◆ PROBLEM TO WORK ON: In the essay on infrastructural decay below, what device does Norbert Wiener use as a practical example of the feedback principle?

======== SELECTED TEXT

The Future Tense of Infrastructural Decay | Written by Laurence Counihan

The process of decay constructs the idea only as a byproduct of the differential regurgitation of a shriveling body which is in the process of becoming less and less, without ever finding the relief of complete annihilation. This is to say […] that the troubling aspect of decay has to do more with its dynamism or gradation than with its inherently defiling nature […]. (Reza Negarestani, ‘Undercover Softness: An Introduction to the Architecture and Politics of Decay’, in Collapse VI: Geo/Philosophy, 2012.) 

In the beginning there is ruin. (Jacques Derrida, Memoirs of the Blind, 1990.) 

In 1946 Frank Fremont-Smith organised a set of conferences in New York that ran under the title of “Circular Causal and Feedback Mechanisms in Biological and Social Systems”. Fifteen of these events were subsequently held up until 1960, the totality of which are now remembered as the Macy Conferences on Cybernetics.1 Drawing participants from the sciences, social sciences, and humanities, the overarching thematic was to investigate and forward the operation of biological, mechanical, and social systems under the paradigm of cybernetics. Taken from the Greek κυβερνητική (kybernētikē) meaning steersman, the term itself was an attempt to emphasise systems based upon recursive feedback mechanisms of control. In biology the orientation towards such is classified as homeostasis, wherein the lifeform conditions and modifies its inbuilt parameters towards a very selective set of variables. 

Mathematician and philosopher Norbert Wiener, who was one of the more famed participants at these conferences, believed that this biological metaphor could be extended, and proposed that all mechanistic and social systems could be understood through this logic — his landmark publication of Cybernetics in 1948 carried with it the subtitle: Control and Communication in the Animal and the Machine. As he notes: “The conditions under which life, especially healthy life, can continue in the higher animals are quite narrow”,2 and so the process of homeostatic feedback is a necessity for sustaining all complex lifeforms, and, by extension, all complex systems. Scanning the still tentatively developing realm of autonomous machines in his own day, Wiener used the thermostat as a practical example in order to demonstrate this principle of feedback: herein, the temperature of a given room is monitored and regulates itself in accordance with a pre-defined output value. The operation of this relatively simplistic device makes clear how feedback functions within a cybernetic paradigm, with these basic axiomatics parlaying into the seemingly unfathomable complexity of machine-learning algorithms powered by Artificial Neural Nets (ANN) in our own contemporary moment.3 

In the direct aftermath of the Macy Conferences, ideas relating to cybernetics spiralled outwards and knotted around developments in the fields of “complex machines, […] into traffic planning, then urban and social planning, criminology and — from the early 1970s — ecology.”4 Vilém Flusser, who is mostly known in the Anglophone world for his writings on photography and the technical image, frequently integrated models from cybernetics and information theory into his sprawling theoretical agenda. His theory of the modern city draws upon these ideas and imagines it as a series of abstract relations which vary in frequency and intensity. All objects, both human and non-human alike, within the city are caught within a spatial meshwork which is populated by what he describes “as a field of flections”5. This refers to areas that exert a significant, yet invisible, type of gravitational force; like zones of intensity which function as attractors that pull in and condition a set of relations. These flections are endlessly in flux as they absorb the totality of all relational forces that become trapped within their gravitational pull. Herein, the infrastructural-complex of the city becomes reimagined as an autopoietic system — an autonomous system capable of producing and reproducing its own elements — as it ceaselessly unfolds itself in order to generate new emergent properties.

================
======== RECORD SET

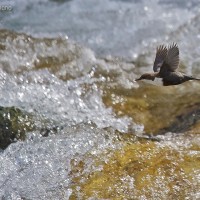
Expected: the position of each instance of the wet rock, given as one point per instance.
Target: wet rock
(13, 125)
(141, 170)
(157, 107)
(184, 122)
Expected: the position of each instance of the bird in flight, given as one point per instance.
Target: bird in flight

================
======== RECORD SET

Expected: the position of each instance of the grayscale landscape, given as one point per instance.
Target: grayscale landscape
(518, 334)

================

◆ EXERCISE OUTPUT: The thermostat.